* _TEXTABSCHNITT_
* * * * *

Guten Morgen, liebe Welt,

schwupps, wieder eine Woche (Jetzt sieben!) trocken vorbeigezogen und ein paar gefährliche Klippen umsegelt ohne rückfällig zu werden. Es funktionierte recht gut, ich hatte keinen Suchtdruck, nur mal etwas Bedauern verspürt. Vielleicht liegt es auch daran, dass ich auf die Situationen mental vorbereitet war: am vergangenen Freitag waren wir Kolleginnen alle privat zu einem 60. Geburtstagsdinner eingeladen. Zur Begrüßung gab es einen Apperitif, den ich früher wirklich wirklich unglaublich gern getrunken hab. Die Gastgeberin hatte schon für jede von uns einen vorbereitet und ging nun mit demn Tablett rum. Ich schüttelte nur dankend mit dem Kopf, aber dann meinte sie: „Ich habe auch alkoholfreien Sekt.“ Den hat sie dann extra für mich geöffnet, und der Moment war ohne Nachfragen, warum ich keinen Alkohol wollte, vorübergegangen. Das nächste Mal wurde ich erst wieder nach dem Essen gefragt, als die Verdauungsschnäpse die Runde machten… Hätte ich früher auch nicht nein gesagt. Für den Rest des Abends hatte sie Sauerkirschbowle vorbereitet und die hätte ich auch gern mal probiert. Das waren so die wehmütigen Momente, aber nur sehr sehr kurz. Ansonsten hat es mir gar nichts ausgemacht. Und meine Abstinenz wurde nicht in Frage gestellt.
Wenn ich es mir recht überlege: trotz des Autos, das ich dabei hatte, hätte ich früher an diesem Abend mindestens drei verschiedene Getränke mit Alkohol konsumiert und wäre dann trotzdem gefahren. So konnte ich das Essen genießen und ohne schlechtes Gewissen heim fahren, musste daheim keinen Pegel auffüllen, sondern hatte noch einen stillen Moment mit einer Tasse Tee.

* * * * *

* _VORLIEGENDE ANGABEN_

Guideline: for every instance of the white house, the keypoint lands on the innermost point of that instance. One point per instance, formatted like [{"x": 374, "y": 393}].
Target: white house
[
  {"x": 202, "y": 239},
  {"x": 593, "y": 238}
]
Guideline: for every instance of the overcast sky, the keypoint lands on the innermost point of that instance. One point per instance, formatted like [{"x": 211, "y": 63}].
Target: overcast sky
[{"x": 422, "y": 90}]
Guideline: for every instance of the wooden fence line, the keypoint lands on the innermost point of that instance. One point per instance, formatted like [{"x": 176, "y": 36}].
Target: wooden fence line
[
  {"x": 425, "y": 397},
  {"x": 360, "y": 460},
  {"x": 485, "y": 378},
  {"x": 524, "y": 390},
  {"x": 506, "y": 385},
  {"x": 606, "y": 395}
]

* * * * *

Setze den Eintrag über die sieben Wochen ohne Alkohol im Anschluss an seinen letzten Satz fort. Die Datensätze spielen dafür keine Rolle.

* _AUSGABE_
Was sind noch gefährliche Situationen? Im Moment vielleicht die anstrengende Beziehung. Aber auch hier ist es eher so, dass ich zwar genervt und unzufrieden bin, aber trotzdem nicht das Verlangen habe, das wegzutrinken.

Ich galube, wirklich schwierig werden Momente, die mich völlig überraschend treffen. Aber auch dann hoffe ich, dass mein Schutzschild aktiviert wird und ich nicht überstürzt zum Weinglas greife.
Nachdem ich mit dem Rauchen aufgehört hatte, gab es trotz langer Abstinenz mehrere Situationen, in denen ich wirklich überlegt habe, mir eine Schachtel Zigaretten zu kaufen und wieder anzufangen. JAHRE, nachdem ich aufgehört hatte. Es waren so Scheißegal-Momente.  Ich musste alle Willenskraft aufbringen, es nicht zu tun: habe Bilder in meinem Kopf abgerufen und mich wieder und wieder frierend, ohne Socken und im Schlafanzug, aber mit dicker Winterjacke auf dem Balkon im Nieselregen stehen sehen, um die erste Morgenfluppe zu inhalieren. Ohne Genuss, ohne Spaß. Hauptsache, Nikotin. Wie demütigend. Dazu der beißende Geruch nach frischem Zigarettenrauch: Ich mochte mich selbst nicht so gern riechen. Nein, das wollte ich nicht wieder haben.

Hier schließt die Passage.